The problem
Report every line in the listing that contains the string "background", copying each such line in full. Case counts.

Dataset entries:
★ ★ ★

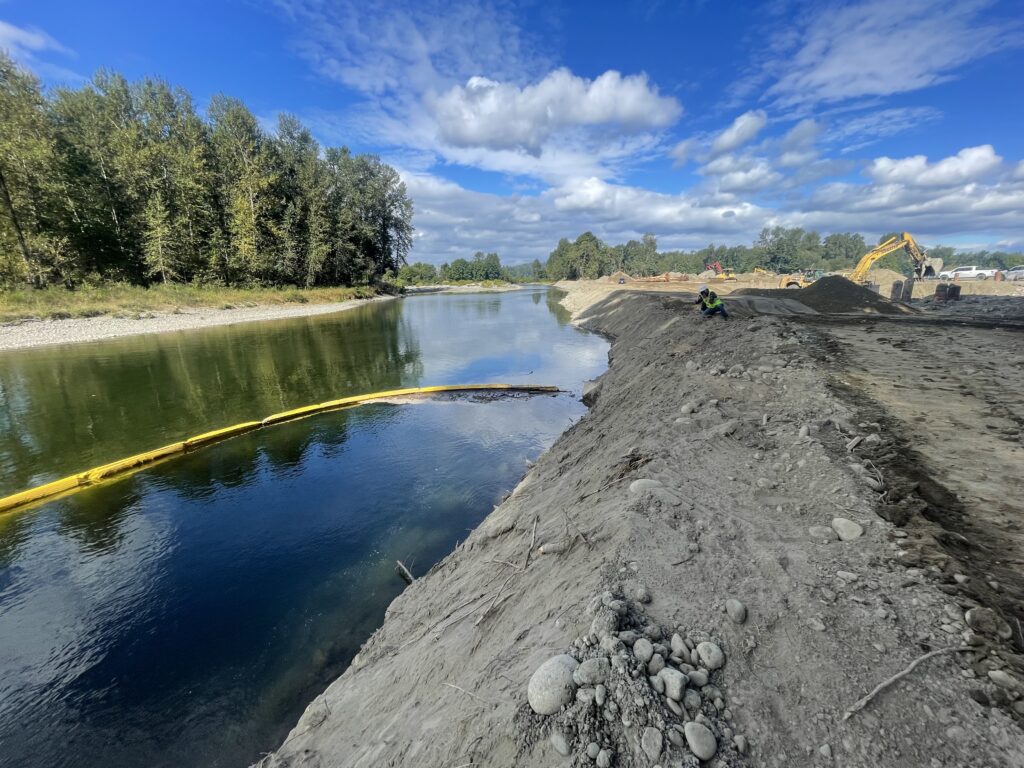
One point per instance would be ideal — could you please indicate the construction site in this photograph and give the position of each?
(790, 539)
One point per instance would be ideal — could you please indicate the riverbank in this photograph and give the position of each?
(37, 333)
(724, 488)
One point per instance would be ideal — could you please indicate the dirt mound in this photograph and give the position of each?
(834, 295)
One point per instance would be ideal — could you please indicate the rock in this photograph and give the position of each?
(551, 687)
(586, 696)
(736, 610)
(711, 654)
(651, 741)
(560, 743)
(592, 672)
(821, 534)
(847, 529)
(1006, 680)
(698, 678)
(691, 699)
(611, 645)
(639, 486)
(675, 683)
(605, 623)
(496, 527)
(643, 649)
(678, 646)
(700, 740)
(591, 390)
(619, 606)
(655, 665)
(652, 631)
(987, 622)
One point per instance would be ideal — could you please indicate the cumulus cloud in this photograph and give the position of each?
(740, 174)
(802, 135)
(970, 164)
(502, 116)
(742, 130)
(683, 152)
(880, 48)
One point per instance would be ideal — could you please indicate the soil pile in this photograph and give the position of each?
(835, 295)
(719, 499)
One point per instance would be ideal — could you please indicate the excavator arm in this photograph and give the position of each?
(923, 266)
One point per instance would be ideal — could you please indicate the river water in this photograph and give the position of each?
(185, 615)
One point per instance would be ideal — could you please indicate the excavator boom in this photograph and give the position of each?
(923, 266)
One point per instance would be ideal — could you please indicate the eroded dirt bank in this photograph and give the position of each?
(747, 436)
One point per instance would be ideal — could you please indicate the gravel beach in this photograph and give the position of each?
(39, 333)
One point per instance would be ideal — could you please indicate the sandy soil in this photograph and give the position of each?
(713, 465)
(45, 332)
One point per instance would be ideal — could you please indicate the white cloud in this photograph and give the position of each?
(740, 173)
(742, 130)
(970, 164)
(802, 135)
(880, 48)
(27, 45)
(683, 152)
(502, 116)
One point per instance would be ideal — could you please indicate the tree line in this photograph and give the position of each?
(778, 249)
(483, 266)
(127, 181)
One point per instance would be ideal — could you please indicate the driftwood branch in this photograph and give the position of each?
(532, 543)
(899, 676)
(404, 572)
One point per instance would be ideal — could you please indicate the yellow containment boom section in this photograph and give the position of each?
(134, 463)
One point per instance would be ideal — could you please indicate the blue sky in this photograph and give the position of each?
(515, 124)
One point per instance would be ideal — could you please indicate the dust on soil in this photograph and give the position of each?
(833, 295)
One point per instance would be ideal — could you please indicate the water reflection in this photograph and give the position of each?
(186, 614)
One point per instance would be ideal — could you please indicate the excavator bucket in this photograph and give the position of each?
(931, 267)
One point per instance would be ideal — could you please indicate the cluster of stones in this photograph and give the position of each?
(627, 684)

★ ★ ★

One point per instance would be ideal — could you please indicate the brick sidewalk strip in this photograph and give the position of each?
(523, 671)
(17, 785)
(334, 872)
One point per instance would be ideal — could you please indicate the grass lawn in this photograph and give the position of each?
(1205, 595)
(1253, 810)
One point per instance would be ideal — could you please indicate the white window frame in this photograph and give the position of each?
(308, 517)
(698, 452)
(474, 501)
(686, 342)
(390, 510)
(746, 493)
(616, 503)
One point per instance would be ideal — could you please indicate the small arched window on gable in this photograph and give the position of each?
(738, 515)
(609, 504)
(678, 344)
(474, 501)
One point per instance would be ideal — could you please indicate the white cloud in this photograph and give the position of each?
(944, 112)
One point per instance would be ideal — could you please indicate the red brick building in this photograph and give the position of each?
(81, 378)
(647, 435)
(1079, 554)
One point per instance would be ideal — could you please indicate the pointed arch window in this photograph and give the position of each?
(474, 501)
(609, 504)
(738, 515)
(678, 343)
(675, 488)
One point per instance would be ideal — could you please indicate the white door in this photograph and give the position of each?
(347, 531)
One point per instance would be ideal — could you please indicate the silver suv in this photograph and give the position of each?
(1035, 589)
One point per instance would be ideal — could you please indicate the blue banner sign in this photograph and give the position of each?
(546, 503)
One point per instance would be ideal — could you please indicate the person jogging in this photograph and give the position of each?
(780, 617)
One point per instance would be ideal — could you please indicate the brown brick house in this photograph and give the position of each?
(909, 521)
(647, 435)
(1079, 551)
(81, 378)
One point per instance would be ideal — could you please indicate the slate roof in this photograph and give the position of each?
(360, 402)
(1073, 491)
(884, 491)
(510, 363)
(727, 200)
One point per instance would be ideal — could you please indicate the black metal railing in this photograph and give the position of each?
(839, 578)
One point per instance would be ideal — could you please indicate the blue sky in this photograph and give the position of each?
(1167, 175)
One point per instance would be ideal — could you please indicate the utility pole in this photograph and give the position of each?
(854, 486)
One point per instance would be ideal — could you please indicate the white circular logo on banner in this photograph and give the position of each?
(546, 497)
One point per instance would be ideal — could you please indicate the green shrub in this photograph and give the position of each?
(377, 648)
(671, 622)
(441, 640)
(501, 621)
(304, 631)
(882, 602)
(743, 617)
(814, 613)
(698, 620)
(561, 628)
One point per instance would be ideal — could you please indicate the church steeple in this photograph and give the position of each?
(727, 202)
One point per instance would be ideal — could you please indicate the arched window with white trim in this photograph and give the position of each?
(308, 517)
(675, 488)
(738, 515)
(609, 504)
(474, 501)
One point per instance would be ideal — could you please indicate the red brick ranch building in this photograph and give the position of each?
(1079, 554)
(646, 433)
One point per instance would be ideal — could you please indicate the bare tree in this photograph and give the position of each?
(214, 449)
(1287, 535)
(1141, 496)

★ ★ ★

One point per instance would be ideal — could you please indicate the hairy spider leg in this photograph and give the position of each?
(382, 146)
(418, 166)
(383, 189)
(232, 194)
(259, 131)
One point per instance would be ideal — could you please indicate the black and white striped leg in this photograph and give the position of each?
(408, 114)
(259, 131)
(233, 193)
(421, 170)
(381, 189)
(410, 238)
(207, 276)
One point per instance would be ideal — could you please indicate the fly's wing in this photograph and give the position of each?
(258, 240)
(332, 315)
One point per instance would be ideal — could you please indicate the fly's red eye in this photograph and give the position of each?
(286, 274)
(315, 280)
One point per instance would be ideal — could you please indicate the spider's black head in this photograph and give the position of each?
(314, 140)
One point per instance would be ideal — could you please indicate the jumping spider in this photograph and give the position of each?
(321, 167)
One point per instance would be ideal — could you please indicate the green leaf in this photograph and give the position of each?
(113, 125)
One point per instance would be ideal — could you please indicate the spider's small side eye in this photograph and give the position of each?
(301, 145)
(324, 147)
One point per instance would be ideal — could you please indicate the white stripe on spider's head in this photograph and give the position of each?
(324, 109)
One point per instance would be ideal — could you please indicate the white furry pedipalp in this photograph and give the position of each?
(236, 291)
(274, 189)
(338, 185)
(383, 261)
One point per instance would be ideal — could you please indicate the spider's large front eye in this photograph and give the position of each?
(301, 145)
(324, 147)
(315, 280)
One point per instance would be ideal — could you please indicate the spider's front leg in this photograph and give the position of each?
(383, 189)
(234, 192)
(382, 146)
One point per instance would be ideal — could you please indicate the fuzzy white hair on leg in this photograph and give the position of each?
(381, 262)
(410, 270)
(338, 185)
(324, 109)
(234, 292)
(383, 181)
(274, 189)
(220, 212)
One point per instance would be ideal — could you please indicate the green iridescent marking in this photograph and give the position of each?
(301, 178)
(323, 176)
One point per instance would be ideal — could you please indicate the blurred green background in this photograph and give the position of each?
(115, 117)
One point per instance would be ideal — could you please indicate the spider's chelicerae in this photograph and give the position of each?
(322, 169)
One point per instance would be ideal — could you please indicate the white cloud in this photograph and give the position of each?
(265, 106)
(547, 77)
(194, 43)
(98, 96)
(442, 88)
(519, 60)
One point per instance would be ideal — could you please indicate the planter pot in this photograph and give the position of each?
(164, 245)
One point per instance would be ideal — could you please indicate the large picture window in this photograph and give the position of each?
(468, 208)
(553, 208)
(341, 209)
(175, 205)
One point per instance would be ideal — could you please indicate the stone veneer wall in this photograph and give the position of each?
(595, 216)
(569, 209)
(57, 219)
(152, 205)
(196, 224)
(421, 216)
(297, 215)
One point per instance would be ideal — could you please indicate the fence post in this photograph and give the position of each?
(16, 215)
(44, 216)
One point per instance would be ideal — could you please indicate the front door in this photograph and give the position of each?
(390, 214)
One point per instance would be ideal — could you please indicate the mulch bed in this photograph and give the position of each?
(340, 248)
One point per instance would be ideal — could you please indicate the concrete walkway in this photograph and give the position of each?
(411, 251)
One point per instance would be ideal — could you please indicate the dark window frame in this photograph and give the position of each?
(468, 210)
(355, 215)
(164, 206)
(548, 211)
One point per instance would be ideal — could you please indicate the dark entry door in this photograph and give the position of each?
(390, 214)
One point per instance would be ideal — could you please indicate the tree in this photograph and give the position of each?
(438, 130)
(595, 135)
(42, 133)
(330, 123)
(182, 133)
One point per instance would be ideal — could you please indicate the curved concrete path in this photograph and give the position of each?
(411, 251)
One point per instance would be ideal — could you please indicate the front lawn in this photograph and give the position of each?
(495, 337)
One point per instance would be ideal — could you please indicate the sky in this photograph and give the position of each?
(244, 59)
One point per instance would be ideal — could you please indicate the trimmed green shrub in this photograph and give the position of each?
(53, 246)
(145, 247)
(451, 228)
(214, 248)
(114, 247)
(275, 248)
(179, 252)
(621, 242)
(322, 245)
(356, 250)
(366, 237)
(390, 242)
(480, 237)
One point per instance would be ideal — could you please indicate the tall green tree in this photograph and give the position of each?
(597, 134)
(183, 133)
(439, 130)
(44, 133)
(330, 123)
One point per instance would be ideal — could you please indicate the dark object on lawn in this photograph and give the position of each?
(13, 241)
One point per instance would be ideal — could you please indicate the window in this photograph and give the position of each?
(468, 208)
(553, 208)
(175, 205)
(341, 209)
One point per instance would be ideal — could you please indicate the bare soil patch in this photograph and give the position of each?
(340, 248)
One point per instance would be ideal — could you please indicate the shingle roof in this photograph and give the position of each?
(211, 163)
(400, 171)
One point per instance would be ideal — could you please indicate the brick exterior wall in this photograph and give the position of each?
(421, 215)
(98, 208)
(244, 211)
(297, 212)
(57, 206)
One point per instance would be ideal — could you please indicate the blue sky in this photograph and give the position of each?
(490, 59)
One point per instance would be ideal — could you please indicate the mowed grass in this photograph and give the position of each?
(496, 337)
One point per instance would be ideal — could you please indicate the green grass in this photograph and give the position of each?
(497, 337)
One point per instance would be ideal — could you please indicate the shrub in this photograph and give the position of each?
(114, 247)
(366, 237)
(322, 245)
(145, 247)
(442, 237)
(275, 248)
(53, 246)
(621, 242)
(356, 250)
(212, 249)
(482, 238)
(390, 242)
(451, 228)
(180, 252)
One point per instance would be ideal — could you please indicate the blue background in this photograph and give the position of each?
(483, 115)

★ ★ ★

Exercise response
One point per instance would be ideal — could you please indicate the blurred green background in this photograph and give the position of each?
One point per instance would be ideal — could you please indicate the blue background in this photograph and give the position of each?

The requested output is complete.